What the task asks ▸
Count the lines below that contain the string "tree", treating uppercase and lowercase as different. Reply with the number alone.

##############################

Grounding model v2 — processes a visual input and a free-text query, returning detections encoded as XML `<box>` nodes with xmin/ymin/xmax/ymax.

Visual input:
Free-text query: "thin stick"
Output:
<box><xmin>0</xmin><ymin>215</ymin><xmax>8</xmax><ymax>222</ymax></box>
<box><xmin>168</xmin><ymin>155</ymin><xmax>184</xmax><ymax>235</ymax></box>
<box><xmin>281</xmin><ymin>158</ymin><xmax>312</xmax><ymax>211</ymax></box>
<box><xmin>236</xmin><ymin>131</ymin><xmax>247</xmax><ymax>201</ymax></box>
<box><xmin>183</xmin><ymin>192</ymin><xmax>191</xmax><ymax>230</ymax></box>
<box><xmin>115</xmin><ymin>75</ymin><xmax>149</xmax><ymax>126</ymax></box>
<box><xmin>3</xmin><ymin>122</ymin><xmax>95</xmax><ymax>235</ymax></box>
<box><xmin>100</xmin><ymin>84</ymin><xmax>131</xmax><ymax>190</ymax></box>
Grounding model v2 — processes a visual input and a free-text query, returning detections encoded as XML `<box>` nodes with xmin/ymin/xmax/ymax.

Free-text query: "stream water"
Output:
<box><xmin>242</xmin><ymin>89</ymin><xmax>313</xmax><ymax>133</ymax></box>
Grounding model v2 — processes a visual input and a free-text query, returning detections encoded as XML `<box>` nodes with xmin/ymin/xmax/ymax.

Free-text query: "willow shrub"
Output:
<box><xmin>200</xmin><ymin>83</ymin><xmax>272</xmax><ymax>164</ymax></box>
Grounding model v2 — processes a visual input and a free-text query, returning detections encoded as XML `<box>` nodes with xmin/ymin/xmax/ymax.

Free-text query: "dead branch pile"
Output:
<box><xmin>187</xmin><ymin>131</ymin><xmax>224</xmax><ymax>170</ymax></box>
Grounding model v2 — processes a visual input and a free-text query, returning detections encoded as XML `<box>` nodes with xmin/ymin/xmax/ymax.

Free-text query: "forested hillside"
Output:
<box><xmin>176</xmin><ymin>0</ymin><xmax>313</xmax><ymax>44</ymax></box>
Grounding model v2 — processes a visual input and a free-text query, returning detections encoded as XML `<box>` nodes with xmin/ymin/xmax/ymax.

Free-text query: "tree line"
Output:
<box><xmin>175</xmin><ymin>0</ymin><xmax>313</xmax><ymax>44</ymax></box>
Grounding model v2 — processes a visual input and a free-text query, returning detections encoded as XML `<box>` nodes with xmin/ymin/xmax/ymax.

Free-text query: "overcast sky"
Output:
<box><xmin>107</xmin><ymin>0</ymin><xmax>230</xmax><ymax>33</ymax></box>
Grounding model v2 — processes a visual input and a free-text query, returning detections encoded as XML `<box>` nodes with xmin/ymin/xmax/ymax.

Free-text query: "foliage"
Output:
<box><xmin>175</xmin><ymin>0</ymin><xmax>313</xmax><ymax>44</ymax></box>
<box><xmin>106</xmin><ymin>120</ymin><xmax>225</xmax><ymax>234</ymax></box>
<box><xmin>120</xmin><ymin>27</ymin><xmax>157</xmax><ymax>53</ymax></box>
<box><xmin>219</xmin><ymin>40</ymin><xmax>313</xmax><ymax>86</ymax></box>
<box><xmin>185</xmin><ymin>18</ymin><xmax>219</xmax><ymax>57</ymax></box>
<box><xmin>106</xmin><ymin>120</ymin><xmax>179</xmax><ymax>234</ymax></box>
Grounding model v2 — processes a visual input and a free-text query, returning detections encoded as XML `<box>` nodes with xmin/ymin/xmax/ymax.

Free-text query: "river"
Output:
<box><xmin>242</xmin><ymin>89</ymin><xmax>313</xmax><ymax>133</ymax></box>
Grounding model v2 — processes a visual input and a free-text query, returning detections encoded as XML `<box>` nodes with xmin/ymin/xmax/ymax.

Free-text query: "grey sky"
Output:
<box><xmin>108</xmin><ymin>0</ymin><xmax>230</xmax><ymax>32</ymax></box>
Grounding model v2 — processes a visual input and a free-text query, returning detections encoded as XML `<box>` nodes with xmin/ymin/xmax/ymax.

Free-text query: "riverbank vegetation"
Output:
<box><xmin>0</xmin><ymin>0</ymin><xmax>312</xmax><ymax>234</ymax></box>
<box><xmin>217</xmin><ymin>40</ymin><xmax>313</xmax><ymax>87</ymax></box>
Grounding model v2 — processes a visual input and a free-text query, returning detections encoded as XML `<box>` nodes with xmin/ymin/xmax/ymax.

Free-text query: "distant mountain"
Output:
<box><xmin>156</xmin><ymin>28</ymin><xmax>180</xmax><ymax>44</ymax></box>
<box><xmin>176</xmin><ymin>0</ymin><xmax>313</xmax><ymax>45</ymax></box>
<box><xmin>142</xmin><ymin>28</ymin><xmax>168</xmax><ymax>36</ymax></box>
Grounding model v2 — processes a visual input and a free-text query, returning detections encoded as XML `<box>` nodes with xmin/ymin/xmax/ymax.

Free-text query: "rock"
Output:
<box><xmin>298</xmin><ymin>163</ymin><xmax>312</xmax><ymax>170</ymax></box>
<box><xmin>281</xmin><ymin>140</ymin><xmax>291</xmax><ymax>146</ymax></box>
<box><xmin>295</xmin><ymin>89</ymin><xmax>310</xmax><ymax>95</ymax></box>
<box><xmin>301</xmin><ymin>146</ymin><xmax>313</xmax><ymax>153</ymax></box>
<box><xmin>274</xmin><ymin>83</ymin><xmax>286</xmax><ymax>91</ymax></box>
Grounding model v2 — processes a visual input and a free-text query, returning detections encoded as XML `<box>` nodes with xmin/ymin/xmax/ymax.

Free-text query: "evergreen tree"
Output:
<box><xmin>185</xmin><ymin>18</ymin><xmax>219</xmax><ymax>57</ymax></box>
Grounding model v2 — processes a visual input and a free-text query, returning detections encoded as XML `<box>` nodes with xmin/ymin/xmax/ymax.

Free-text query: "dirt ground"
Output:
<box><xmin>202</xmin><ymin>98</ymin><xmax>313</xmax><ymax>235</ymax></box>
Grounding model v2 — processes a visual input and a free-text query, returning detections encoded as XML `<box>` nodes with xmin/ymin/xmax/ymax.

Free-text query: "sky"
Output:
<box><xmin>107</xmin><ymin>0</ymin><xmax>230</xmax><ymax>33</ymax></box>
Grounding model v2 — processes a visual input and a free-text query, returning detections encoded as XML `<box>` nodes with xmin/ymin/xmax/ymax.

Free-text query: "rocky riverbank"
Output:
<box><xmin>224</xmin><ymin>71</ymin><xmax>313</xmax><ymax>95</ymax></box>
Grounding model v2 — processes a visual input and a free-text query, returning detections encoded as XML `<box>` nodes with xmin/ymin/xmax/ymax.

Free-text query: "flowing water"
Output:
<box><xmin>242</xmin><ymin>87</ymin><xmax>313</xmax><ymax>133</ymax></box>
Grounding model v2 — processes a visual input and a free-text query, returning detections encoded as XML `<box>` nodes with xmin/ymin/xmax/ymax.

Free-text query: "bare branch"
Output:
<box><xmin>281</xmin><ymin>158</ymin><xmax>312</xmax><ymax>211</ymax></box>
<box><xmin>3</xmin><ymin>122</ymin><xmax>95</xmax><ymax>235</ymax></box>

##############################

Response to this task ▸
2